**Directions:**
a) Using the clamp methods text, explain in one to three sentences why the 20% dextrose infusion was labeled with [6,6-d₂]glucose.
b) Output the stretch of the clamp methods text from "View larger version" through "euglycemia (5.0 mmol/liter).", without any changes.
c) Please pick up the clamp methods text after its last sentence and continue it.

**Source extract:**
On the following day, withholding that morning’s dose of study medication, a two-step insulin infusion-glucose clamp was performed, as shown in Fig. 2. A primed (1.1 mmol/m²), continuous infusion of [6,6-d₂]glucose (0.014 mmol/min·m²) was started 3 h before insulin infusions. A 60-min infusion of [U-¹³C]palmitate (11 nmol/min·kg) was given to measure palmitate rate of appearance (Ra) and utilization (Rd) during fasting conditions and resumed for a 60-min infusion during the final hour of each of the two steps of insulin infusion. During the first step of the clamp, insulin was infused at 20 mU/min·m² for 3 h (LO), and plasma glucose was maintained at an isoglycemic level (i.e. maintaining the FPG of the study morning). This LO step was done to evaluate the effect of vildagliptin at a low physiological level of insulin and without altering ambient FPG. The LO step was then followed by an infusion at 80 mU/min·m² (HI) for 2 h. During HI, plasma glucose was maintained at euglycemia (5.0 mmol/liter) to study the effect of vildagliptin at an upper physiological insulin level. Plasma glucose was maintained by an adjustable infusion of 20% dextrose, labeled with [6,6-d₂]glucose, to maintain stable plasma enrichment. A heated hand was used for blood sampling. Systemic indirect calorimetry, using an open-circuit spirometry metabolic monitor system (Delta Trac, Anaheim, CA), was performed for 30-min intervals during fasting and at steady-state conditions during LO and HI. To estimate protein oxidation, an overnight urine collection was obtained for nitrogen determination.

View larger version (16K): [in this window] [in a new window]   FIG. 2. The two-step insulin infusion-glucose clamp. Infusions of [6,6-d2]glucose and [U-13C]palmitate were given to measure glucose and fatty acid flux, as further described in Subjects and Methods. During the first step of the clamp, insulin was infused at 20 mU/min·m2 for 3 h (LO), and plasma glucose was maintained at an isoglycemic level (i.e. maintaining the FPG of the study morning). This was followed by an infusion at 80 mU/min·m2 (HI) for 2 h, and during HI, plasma glucose was decreased and maintained at euglycemia (5.0 mmol/liter).

Plasma glucose was measured by the glucose oxidase method (YSI Glucose Analyzer, Yellow Springs, OH). Insulin, C-peptide, and GLP-1 were measured by commercially available ELISA kits, and glucagon was measured by RIA using a commercially available kit (Linco Research Inc., St. Charles, MO). Intact GIP was measured using a RIA (antiserum 98171, specific for the intact N terminus of GIP) (22). DPP-4 activity (mU/ml·min) was measured using a fluorometric method, which is based on the ability of DPP-4 to degrade H-GLy-Pro-7-amino-4-methyl-coumarin to fluorescent 7-amino-4-methyl-coumarin. Free fatty acids (FFA) and [U-¹³C]palmitate were extracted (23), separated, derivatized (24), and measured on a gas chromatograph (Agilent, GC-6890; Santa Clara, CA) equipped with a flame ionization detector. ¹³C enrichment of plasma glucose and [6,6-d₂]glucose enrichment of plasma glucose were measured in glucose pentaacetate derivatives prepared by addition of 2:1 acetic anhydride-pyridine using, respectively, gas chromatography-combustion-isotope ratio mass spectrometry and gas chromatography-mass spectrometry.

**Record extracts:**
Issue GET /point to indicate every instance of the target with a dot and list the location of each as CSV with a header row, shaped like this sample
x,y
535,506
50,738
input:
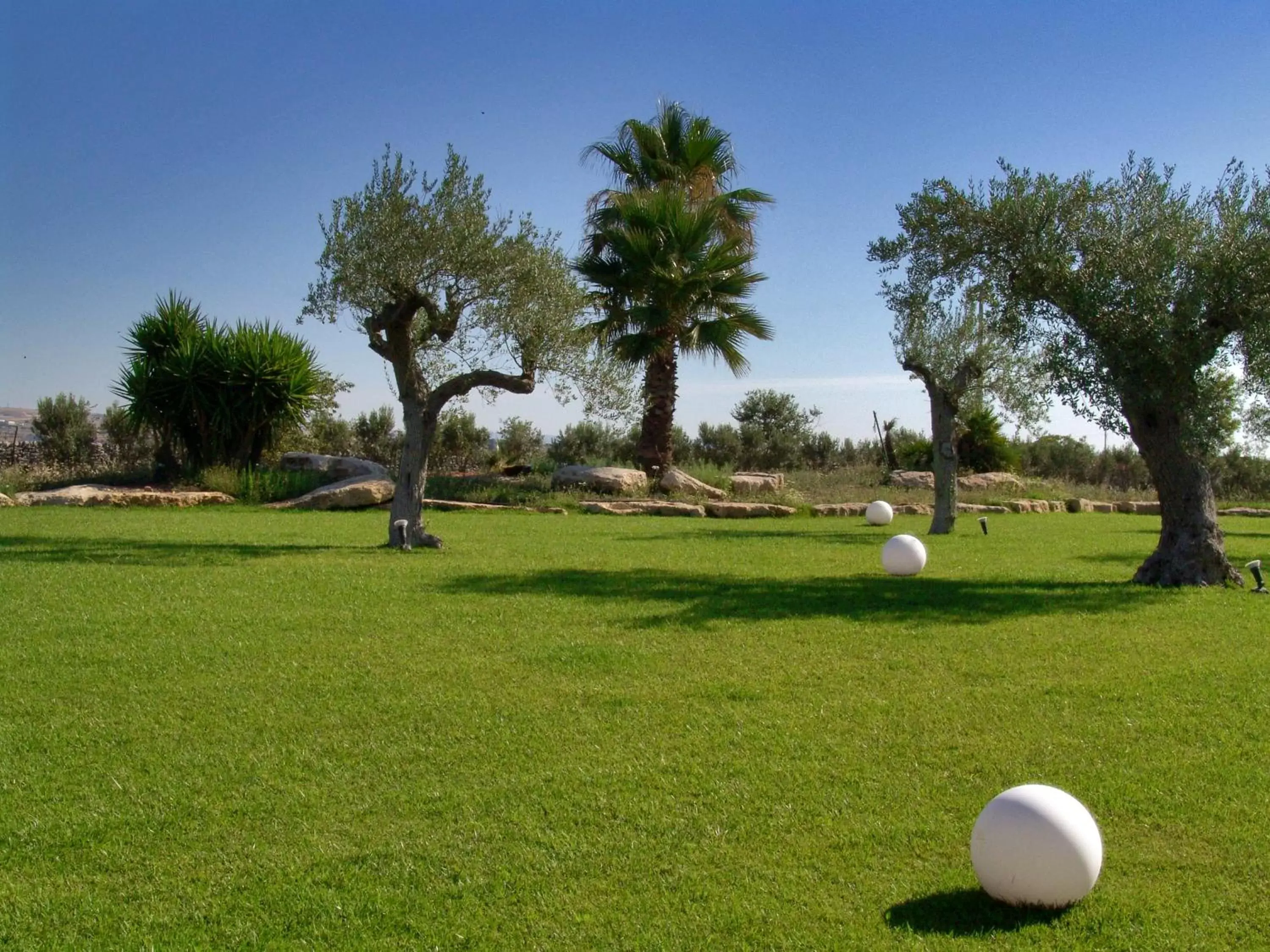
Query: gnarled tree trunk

**Answers to the problems:**
a) The 20% dextrose was labeled with [6,6-d₂]glucose to keep plasma enrichment stable. The adjustable dextrose infusion was the means of maintaining plasma glucose during the clamp.

b)
View larger version (16K): [in this window] [in a new window]   FIG. 2. The two-step insulin infusion-glucose clamp. Infusions of [6,6-d2]glucose and [U-13C]palmitate were given to measure glucose and fatty acid flux, as further described in Subjects and Methods. During the first step of the clamp, insulin was infused at 20 mU/min·m2 for 3 h (LO), and plasma glucose was maintained at an isoglycemic level (i.e. maintaining the FPG of the study morning). This was followed by an infusion at 80 mU/min·m2 (HI) for 2 h, and during HI, plasma glucose was decreased and maintained at euglycemia (5.0 mmol/liter).

c)
Calculations

Rates of insulin secretion were calculated as previously described by using a model for C-peptide secretion and parameters of _static (an index of insulin secretion in response to a given glucose concentration) and _dynamic (an index of insulin secretion in response to a change in glucose concentration) were determined (25). The systemic concentration of ingested glucose was calculated using the ratio of plasma [1-¹³C]glucose enrichment to the meal [1-¹³C]glucose enrichment multiplied by postprandial plasma glucose (PPG). Rates of glucose appearance and utilization (Ra and Rd) were calculated using non-steady-state equations (26), and glucose metabolic clearance rate (MCR glucose) was determined as the quotient of glucose Rd and plasma glucose. Rates of glucose and fat oxidation were calculated using the equations developed by Frayn (27).

Statistical analysis

Data are presented as mean ± SEM. A paired t test was used to compare treatments (vildagliptin vs. placebo), and two-way repeated-measurement ANOVA was used to examine for time and treatment effects. A P value of <0.05 was considered significant. Statistical evaluations were performed using Sigma Stat 3.0 (Handel Scientific, San Rafael, CA).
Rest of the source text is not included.